[Referring expression pointing data]

•••

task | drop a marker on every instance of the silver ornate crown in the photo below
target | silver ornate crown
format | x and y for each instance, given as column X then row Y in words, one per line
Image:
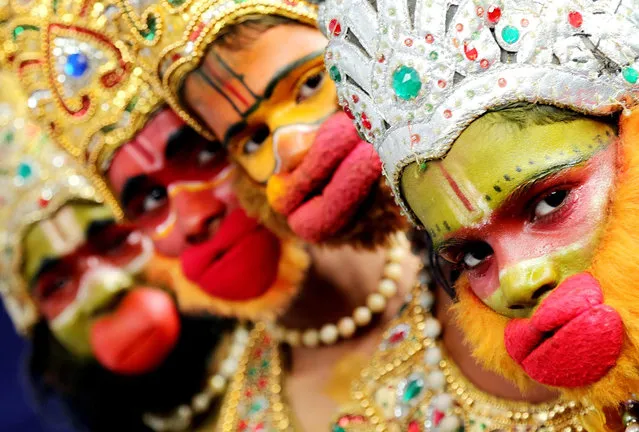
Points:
column 413, row 75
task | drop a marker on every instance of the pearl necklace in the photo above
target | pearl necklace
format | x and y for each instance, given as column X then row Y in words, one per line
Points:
column 181, row 417
column 376, row 302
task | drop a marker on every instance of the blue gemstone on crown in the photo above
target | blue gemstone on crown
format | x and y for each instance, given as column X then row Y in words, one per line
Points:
column 76, row 65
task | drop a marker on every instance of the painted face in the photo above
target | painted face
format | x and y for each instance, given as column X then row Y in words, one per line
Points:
column 176, row 187
column 517, row 209
column 172, row 183
column 276, row 111
column 80, row 268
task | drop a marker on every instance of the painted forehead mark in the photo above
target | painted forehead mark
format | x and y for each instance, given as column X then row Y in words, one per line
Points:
column 268, row 92
column 579, row 153
column 228, row 83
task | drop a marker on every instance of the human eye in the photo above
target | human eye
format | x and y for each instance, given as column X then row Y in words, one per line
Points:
column 549, row 203
column 256, row 141
column 310, row 86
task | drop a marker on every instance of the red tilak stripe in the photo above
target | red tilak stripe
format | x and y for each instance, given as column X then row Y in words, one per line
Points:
column 226, row 85
column 453, row 184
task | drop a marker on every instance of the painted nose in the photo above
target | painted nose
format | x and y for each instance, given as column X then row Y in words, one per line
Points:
column 291, row 143
column 523, row 284
column 196, row 208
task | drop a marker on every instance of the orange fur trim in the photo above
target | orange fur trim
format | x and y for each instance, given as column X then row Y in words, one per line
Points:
column 378, row 218
column 614, row 266
column 294, row 263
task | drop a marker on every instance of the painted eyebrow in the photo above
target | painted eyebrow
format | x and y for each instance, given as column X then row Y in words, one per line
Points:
column 46, row 265
column 131, row 187
column 268, row 92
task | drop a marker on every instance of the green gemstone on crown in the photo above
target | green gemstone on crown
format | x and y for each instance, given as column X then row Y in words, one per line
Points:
column 631, row 75
column 24, row 170
column 406, row 82
column 510, row 34
column 334, row 73
column 412, row 390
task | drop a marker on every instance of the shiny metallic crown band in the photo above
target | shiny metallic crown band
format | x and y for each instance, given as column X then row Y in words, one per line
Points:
column 175, row 35
column 77, row 63
column 36, row 178
column 413, row 75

•••

Repeat each line of the records above exactly, but do not copy the pictures.

== RESPONSE TO THE TASK ==
task | drop a marker on every instance of the silver ornate crown in the photo below
target | silver ornate crown
format | x and y for each instance, given as column X then row Y in words, one per line
Image:
Points:
column 413, row 75
task | drop a marker on every instance of the pearl necklace in the photo above
target | pearl necklace
format | x and y for each instance, given as column X then row Y in words, one per line
Points:
column 181, row 417
column 376, row 302
task | drop a marker on every instance of the blue gemstone on crown in the photo above
target | blue gemstone on crown
format | x and y for each instance, given as column X then row Y in words, one per line
Points:
column 76, row 65
task | drop a marker on every instance of the painted face in the photo above
target | painted face
format | x and y for each instance, given as column X then row Y in words, one per line
Points:
column 176, row 187
column 517, row 209
column 172, row 183
column 276, row 111
column 80, row 268
task | drop a marker on every instance of the painted forehead mark in the photo above
target | painted forehead mark
format | x and y for each instance, given as column X then row Y in words, one per line
Points:
column 268, row 92
column 579, row 153
column 228, row 83
task | drop a marker on every instance of the human eye in the photo above
target | human eye
format | x and y for each instance, given as column X then row Y in words, one per line
Points:
column 549, row 203
column 256, row 141
column 310, row 86
task | drop a marker on every instance of the red tilak stripe in the photo above
target | red tilak stripe
format | x and y for each instance, given as column X then row Y in words, one per line
Points:
column 226, row 85
column 453, row 184
task | drop a marker on every instance of the painted nose in the photo above
target | painted nose
format | x and y for each instance, given as column X then row Y in words, one per line
Points:
column 291, row 143
column 523, row 284
column 196, row 208
task | drop a marker on every instance of the orange fur trim in the photo above
target | orange fur trim
format | x and y for each instance, given as column X then row Y in words, one per line
Points:
column 378, row 218
column 614, row 266
column 294, row 263
task | drop a marker on every instance of the painted eyebrow in the photo above
target | painted eyebrow
format | x and y for each instance, given as column X then row Y in words, one per line
Points:
column 46, row 265
column 131, row 187
column 268, row 92
task | drop a marker on every instance of the green gemstone on crown in the photo above
target | green gemstone on crown
format | x and y for each instance, given as column X then row Y in words, one per line
Points:
column 631, row 75
column 24, row 170
column 406, row 82
column 510, row 34
column 334, row 73
column 412, row 390
task | drop a marker on every instance of the shiny metallic crown band in the photo above
target | shiny metallic crown band
format | x and y for each instance, given as column X then row Y in words, one per line
Points:
column 175, row 35
column 77, row 63
column 36, row 178
column 413, row 75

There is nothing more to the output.